DESCRIPTION OF THE TASK: Pull every line of the records below into your answer without any changes, but leave out the pictures.

=== EXERCISE MATERIALS ===

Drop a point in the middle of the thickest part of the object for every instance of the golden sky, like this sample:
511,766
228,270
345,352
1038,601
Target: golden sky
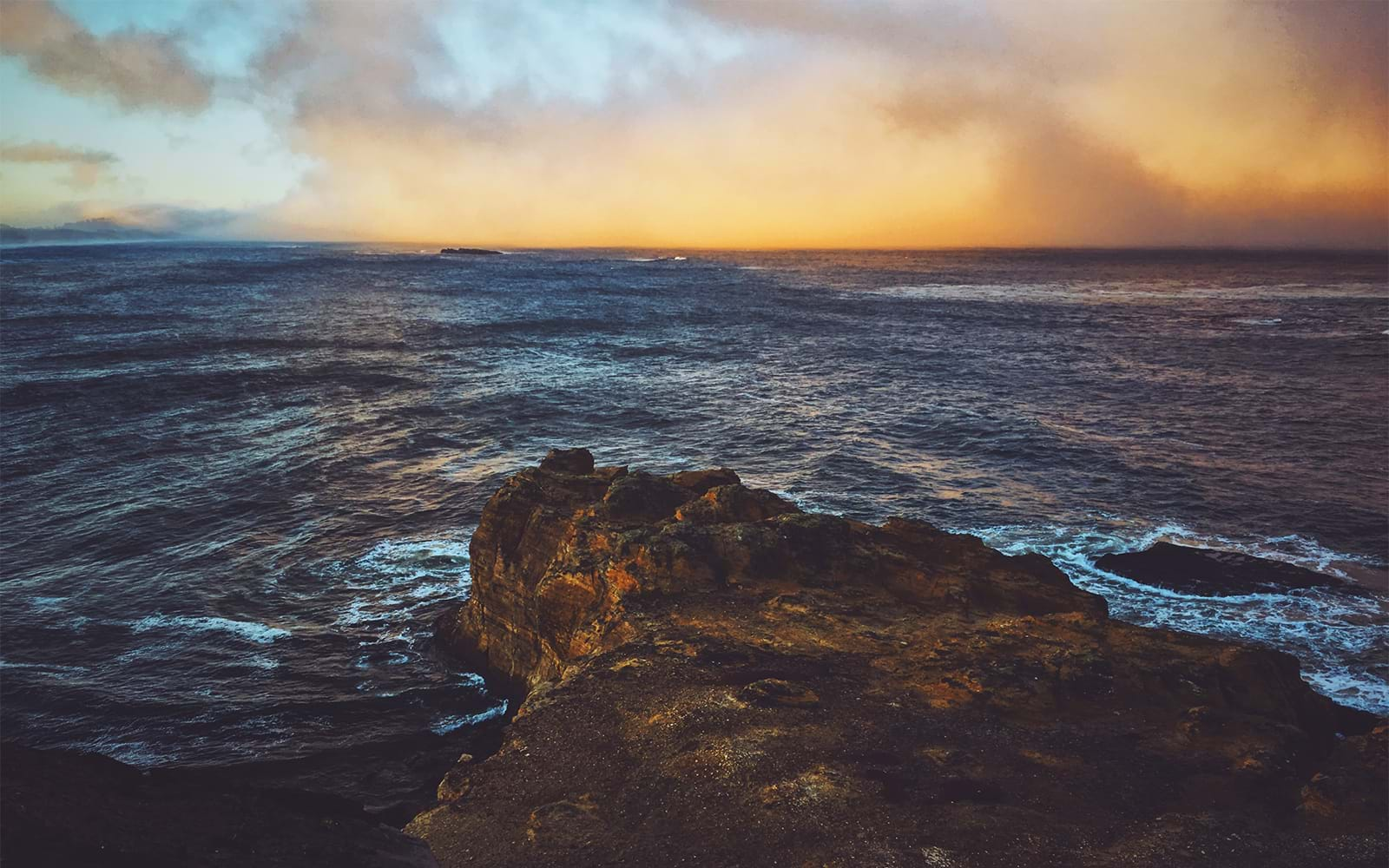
810,124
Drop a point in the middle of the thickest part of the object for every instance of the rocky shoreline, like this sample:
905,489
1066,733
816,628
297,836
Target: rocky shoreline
712,677
701,674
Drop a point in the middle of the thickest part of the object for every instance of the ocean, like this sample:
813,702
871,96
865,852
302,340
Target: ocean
240,479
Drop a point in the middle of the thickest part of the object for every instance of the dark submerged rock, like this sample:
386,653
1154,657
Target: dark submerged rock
1212,573
73,809
569,462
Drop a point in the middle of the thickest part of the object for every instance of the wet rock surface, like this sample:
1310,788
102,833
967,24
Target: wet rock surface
1215,574
742,684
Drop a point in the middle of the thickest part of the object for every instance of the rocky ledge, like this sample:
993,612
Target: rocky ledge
710,677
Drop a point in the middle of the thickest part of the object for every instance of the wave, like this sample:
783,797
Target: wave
444,726
1340,639
260,634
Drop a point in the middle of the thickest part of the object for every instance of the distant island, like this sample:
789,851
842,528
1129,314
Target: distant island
99,229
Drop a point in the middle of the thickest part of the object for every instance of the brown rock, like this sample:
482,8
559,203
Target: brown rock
703,481
569,462
733,504
717,681
777,692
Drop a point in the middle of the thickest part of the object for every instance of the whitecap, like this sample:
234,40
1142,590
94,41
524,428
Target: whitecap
444,726
261,634
1330,632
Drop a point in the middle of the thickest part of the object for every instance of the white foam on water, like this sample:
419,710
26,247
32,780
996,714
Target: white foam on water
444,726
1338,638
41,667
261,634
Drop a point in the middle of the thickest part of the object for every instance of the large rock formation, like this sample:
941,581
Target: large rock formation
712,677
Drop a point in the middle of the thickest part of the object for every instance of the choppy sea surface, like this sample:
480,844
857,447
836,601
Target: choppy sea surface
240,479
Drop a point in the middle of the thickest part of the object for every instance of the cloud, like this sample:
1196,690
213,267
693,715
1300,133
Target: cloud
155,217
138,69
87,167
820,122
879,124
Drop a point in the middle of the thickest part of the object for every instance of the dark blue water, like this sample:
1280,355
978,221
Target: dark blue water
240,479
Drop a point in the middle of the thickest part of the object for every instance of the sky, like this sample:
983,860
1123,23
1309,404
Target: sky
703,124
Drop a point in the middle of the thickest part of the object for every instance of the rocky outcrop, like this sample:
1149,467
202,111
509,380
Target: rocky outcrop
73,809
712,677
1213,573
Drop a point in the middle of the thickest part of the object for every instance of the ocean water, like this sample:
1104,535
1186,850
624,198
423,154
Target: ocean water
240,479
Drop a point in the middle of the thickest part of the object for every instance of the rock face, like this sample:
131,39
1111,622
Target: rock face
71,809
1212,573
712,677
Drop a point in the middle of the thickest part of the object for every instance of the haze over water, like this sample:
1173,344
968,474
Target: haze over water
240,479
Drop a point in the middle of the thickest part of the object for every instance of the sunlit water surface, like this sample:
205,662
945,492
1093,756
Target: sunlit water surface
240,479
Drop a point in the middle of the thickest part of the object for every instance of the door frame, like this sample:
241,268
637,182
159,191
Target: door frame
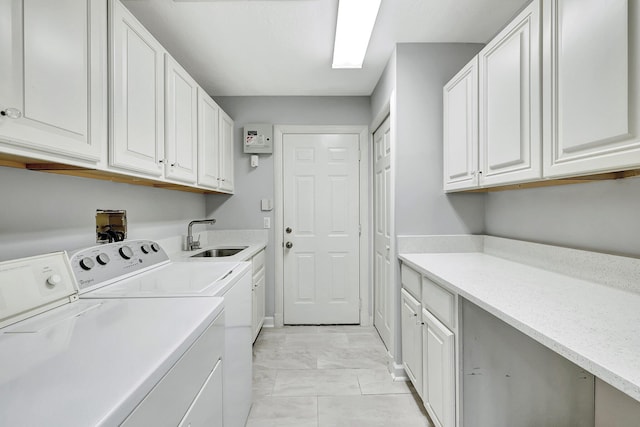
278,136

===

SOLVED PROBLEM:
Drop a point in the middle of the thickest part of the object for every instance of the golden sky, like this sample:
511,766
228,270
345,352
1038,601
Target: golden sky
810,124
Drop a point in the middle of the thickest part of the object for every instance of the rocky shoreline, like this sample:
905,489
1066,733
816,628
297,836
Target: rocky shoreline
712,677
701,674
Drop a point in the middle of the thickest part of the object for every instance of the ocean, like this sample:
813,702
871,96
865,852
302,340
Target: ocean
240,479
Drop a point in the middle of the thickest part of the object for every instance of the dark submerged rock, like this sample:
386,653
1154,657
Target: dark submerged rock
1212,573
73,809
569,462
Drop a point in the middle of the thickest part of the object for every instance of the wet rock surface, like this sample:
1310,788
102,833
967,24
Target: wet rock surface
1215,574
742,684
Drop a point in the middle of the thickest part of the object for every instance of the rocky ledge, like this sample:
993,612
Target: rocky ledge
710,677
Drop a point in the middle of the thickest part of the object for every instance of the wave, like this sample:
783,797
Target: wave
444,726
1340,639
260,634
Drop a point in the middle of the thickest part of the object for every instance of the distant island, like this sample:
789,851
842,528
1129,314
Target: distant island
99,229
Drop a point in the middle of the thickest part of the object for every instance of the brown rock, like this sample:
482,8
559,203
Target: brown rock
703,481
569,462
733,504
717,681
777,692
Drop a point in the middle of the thickest part of the object for every instance of the whitecap, like this sample:
234,40
1142,590
94,41
524,428
Target: whitecap
444,726
261,634
1330,632
Drop a point in the middle of the thickest part of the object for every instance of the white foam on water, like this sample:
419,710
26,247
32,780
996,714
Target: white foam on water
444,726
1338,638
41,667
261,634
Drop a point in the middle of the thickest part of the object for every instance of the large rock formation, like this sample:
941,581
Target: large rock formation
712,677
Drop a point in the middle of the thickest part of the object for every instance of the choppy sea surface, like this sample:
480,844
857,447
836,601
Target: choppy sea surface
240,479
Drop a point in the middle of the thickest part of the object for every instance of the cloud, like this sample:
1196,690
213,267
693,715
1300,133
Target: cloud
155,217
138,69
87,167
820,122
879,124
Drop a point in the middle of the thickest part of the object for every instance of the dark blue water, like this sample:
1280,355
978,221
Target: dark blue water
240,479
Drop a point in the middle of the thickest part of the object for every instance of the sky, like this sample:
983,860
1123,23
1309,404
Target: sky
703,124
Drop a point in the middle of the thickest part of the object for every instance of the rocky outcrop, like this sample:
1149,467
202,111
509,380
Target: rocky outcrop
73,809
712,677
1213,573
Drop a point in the middle of the thickest part of the object for every instance of the ocean water, like this sample:
1104,535
1186,850
624,198
423,154
Target: ocean water
240,479
Drop a point in the middle of the thickest part of the object for every instance of the rock face, like this sample:
131,39
1111,622
Target: rock face
71,809
1212,573
712,677
Drop a point in the middle of the thickest part of the object for every instance of the haze over water, like this sample:
1173,344
968,474
Target: haze over water
240,479
Drop a point in the middle of the thickest part of the object for every instance of the sunlit water surface, like this sample:
205,662
945,492
1093,756
Target: sunlit water surface
240,479
Drop a point in the middle of the thickest part of the object for every instance of the door frame, like this sample:
241,268
637,182
159,191
Target: door frame
278,136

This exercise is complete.